Trechos de dados de apontamento:
————
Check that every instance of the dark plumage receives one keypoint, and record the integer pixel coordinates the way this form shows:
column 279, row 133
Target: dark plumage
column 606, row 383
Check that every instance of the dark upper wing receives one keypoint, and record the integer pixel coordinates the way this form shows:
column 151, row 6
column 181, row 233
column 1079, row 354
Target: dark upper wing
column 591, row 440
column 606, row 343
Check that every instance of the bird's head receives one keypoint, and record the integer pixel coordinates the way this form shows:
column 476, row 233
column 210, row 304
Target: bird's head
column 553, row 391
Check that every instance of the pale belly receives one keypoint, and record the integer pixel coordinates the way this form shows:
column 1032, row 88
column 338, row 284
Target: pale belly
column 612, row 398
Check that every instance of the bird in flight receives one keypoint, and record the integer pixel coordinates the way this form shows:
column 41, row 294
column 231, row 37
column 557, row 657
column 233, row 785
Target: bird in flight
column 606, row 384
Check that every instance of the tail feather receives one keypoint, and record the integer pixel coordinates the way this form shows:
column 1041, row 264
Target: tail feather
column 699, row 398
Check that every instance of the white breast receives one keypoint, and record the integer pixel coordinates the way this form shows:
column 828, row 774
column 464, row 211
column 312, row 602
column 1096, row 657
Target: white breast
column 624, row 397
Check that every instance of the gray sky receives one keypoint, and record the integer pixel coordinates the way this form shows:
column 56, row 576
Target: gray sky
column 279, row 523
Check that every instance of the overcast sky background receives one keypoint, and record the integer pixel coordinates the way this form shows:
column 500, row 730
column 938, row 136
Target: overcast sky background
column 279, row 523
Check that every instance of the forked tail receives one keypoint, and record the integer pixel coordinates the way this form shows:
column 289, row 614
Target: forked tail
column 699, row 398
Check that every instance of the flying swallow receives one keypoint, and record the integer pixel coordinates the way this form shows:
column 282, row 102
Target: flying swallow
————
# Tarefa
Repita todo o material acima, linha por linha, sem mudar nada.

# A solução
Check that every instance of the dark plumage receives one keypoint, and record the integer pixel coordinates the way this form shows:
column 279, row 133
Target: dark plumage
column 606, row 383
Check that every instance of the dark upper wing receives one keypoint, and record the integer pixel coordinates the way this form shows:
column 151, row 6
column 181, row 233
column 1079, row 354
Target: dark upper wing
column 591, row 440
column 606, row 343
Check that every instance of the bird's head receives one keypoint, and record the integer pixel coordinates the way this form shows:
column 476, row 233
column 210, row 304
Target: bird's head
column 553, row 391
Check that every instance of the pale belly receives one keypoint, and record the integer pixel coordinates the way this form shows:
column 1032, row 88
column 338, row 284
Target: pale belly
column 612, row 398
Check that every instance of the bird in flight receives one keypoint, and record the integer pixel coordinates the way this form shows:
column 41, row 294
column 231, row 37
column 557, row 657
column 233, row 785
Target: bird in flight
column 606, row 384
Check that every instance of the tail feather receives one keypoint, and record the integer pixel coordinates the way this form shows:
column 1041, row 264
Target: tail feather
column 699, row 398
Check that every instance of the white breast receives one keypoint, and record the integer pixel coordinates the way this form shows:
column 828, row 774
column 464, row 211
column 312, row 602
column 1096, row 657
Target: white breast
column 624, row 397
Check that every instance of the gray sky receives one keypoint, and record the integer pixel coordinates the way this form shows:
column 56, row 576
Target: gray sky
column 279, row 523
Check that every instance of the overcast sky background receives one keypoint, and record the integer pixel coordinates the way this form shows:
column 500, row 730
column 938, row 136
Target: overcast sky background
column 279, row 523
Check that every instance of the forked tail receives one keypoint, and record the integer pixel coordinates the way this form shows:
column 289, row 614
Target: forked tail
column 699, row 398
Check that every instance of the flying swallow receives one keypoint, and record the integer pixel coordinates the way this form shows:
column 282, row 102
Target: flying swallow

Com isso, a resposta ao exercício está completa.